■ **EXTRACT TO READ**
== Segment start ==
- Born: Timothy Tayag November 15, 1973 (age 51)
- Occupation(s): Comedian, writer, travel show host
- Years active: 2000–present
- Website: www.timtayag.com

= Tim Tayag =

Timothy Tayag (born November 15, 1973) is a Filipino and American comedian, writer, director, travel show producer and host and TV personality.

==Career==
Tayag is pioneer of point of view standup comedy in the Philippines. He has been performing his brand of humor to audiences from all over the world except in Germany, where they frown upon Nazi jokes.
== Segment end ==
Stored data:
== Segment start ==
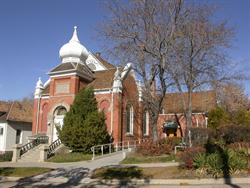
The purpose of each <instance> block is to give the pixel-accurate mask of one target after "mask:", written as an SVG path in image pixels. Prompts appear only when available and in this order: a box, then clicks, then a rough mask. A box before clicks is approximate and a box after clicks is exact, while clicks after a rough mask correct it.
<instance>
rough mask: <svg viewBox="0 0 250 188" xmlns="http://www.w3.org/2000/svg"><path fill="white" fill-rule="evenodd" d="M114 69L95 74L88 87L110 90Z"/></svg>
mask: <svg viewBox="0 0 250 188" xmlns="http://www.w3.org/2000/svg"><path fill="white" fill-rule="evenodd" d="M115 71H116V69H115V68H113V69H109V70H104V71H97V72H95V79H94V80H93V81H92V82H91V83H90V84H89V85H88V87H93V89H107V88H112V84H113V79H114V74H115Z"/></svg>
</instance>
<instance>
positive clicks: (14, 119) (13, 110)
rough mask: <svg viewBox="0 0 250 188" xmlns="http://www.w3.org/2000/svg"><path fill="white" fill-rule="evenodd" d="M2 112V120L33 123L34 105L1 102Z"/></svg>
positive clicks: (13, 102)
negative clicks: (31, 122)
mask: <svg viewBox="0 0 250 188" xmlns="http://www.w3.org/2000/svg"><path fill="white" fill-rule="evenodd" d="M0 111H1V113H0V120H5V121H16V122H27V123H31V122H32V112H33V104H32V103H28V102H22V103H21V102H5V101H0Z"/></svg>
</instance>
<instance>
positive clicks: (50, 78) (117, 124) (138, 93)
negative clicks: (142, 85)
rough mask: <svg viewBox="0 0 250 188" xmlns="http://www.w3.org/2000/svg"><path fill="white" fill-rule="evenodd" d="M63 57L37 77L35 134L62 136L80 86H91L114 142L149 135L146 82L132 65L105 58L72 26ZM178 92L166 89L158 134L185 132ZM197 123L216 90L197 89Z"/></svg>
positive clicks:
== Segment end ==
■ **TASK SET**
A) Reproduce word for word everything in the Tim Tayag profile from "- Occupation(s): Comedian, writer, travel" down to "upon Nazi jokes.".
B) Summarize the Tim Tayag profile in two sentences.
Rely on the Tim Tayag profile alone, not on the stored data.

■ **RESULTS**
A)
- Occupation(s): Comedian, writer, travel show host
- Years active: 2000–present
- Website: www.timtayag.com

= Tim Tayag =

Timothy Tayag (born November 15, 1973) is a Filipino and American comedian, writer, director, travel show producer and host and TV personality.

==Career==
Tayag is pioneer of point of view standup comedy in the Philippines. He has been performing his brand of humor to audiences from all over the world except in Germany, where they frown upon Nazi jokes.

B) Timothy Tayag, born November 15, 1973, is a Filipino and American comedian, writer, director, travel show producer and host, and TV personality who has been active since 2000. He is a pioneer of point of view standup comedy in the Philippines and has performed his humor for audiences from all over the world except in Germany.